= Problem to solve =
Rewrite the items below with "skillet" replaced by "frying pan" and everything else unchanged. Please leave the pictures out of your answer.
---------- Recorded data
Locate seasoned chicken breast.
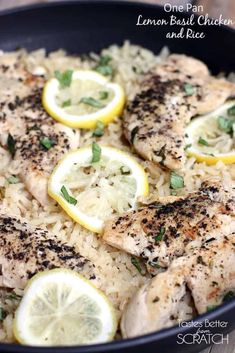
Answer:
[0,60,80,205]
[0,213,96,288]
[121,234,235,337]
[103,181,235,273]
[124,54,235,169]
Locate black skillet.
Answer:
[0,0,235,353]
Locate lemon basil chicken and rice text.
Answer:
[0,41,235,346]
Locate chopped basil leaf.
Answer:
[62,99,71,108]
[131,257,142,273]
[60,185,77,205]
[223,290,234,302]
[227,105,235,116]
[217,116,234,134]
[7,134,16,157]
[92,120,104,137]
[206,305,218,311]
[120,165,131,175]
[80,97,104,108]
[184,83,196,96]
[95,55,113,76]
[39,137,55,150]
[154,227,166,241]
[7,175,20,184]
[6,292,22,300]
[91,142,101,163]
[197,136,209,146]
[184,143,192,151]
[0,307,7,321]
[148,261,162,268]
[55,70,73,88]
[170,172,184,190]
[99,91,109,100]
[197,255,207,266]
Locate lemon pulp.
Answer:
[48,146,148,233]
[14,269,117,346]
[42,70,125,129]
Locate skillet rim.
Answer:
[0,0,235,353]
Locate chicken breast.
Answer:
[0,61,80,205]
[124,54,235,170]
[121,234,235,338]
[103,180,235,274]
[0,213,96,289]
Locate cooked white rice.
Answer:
[0,41,235,342]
--------------------
= Final answer =
Locate seasoned chicken breast.
Answer:
[0,60,80,205]
[0,213,96,288]
[121,234,235,337]
[103,181,235,273]
[124,54,235,169]
Locate black frying pan.
Answer:
[0,0,235,353]
Locate lemon basil chicken and rice text.
Answer:
[0,41,235,346]
Locate chopped basil leaf.
Answer:
[62,99,71,108]
[131,257,142,273]
[60,185,77,205]
[223,290,234,302]
[227,105,235,116]
[217,116,234,134]
[7,134,16,157]
[92,120,104,137]
[206,305,218,311]
[120,165,131,175]
[80,97,104,108]
[184,83,196,96]
[95,55,113,76]
[39,137,55,150]
[154,227,166,241]
[7,175,20,184]
[6,292,22,300]
[91,142,101,163]
[197,136,209,146]
[184,143,192,151]
[0,307,7,321]
[148,261,162,268]
[55,70,73,88]
[170,172,184,190]
[99,91,109,100]
[197,255,207,266]
Locate lemon pulp.
Answer:
[48,146,148,233]
[14,269,117,346]
[42,70,125,129]
Locate frying pan rim.
Answer:
[0,0,235,353]
Locate chicken breast.
Answer:
[0,61,80,205]
[124,54,235,170]
[121,234,235,338]
[103,180,235,274]
[0,213,96,289]
Locate cooked white rice.
Answer:
[0,41,235,342]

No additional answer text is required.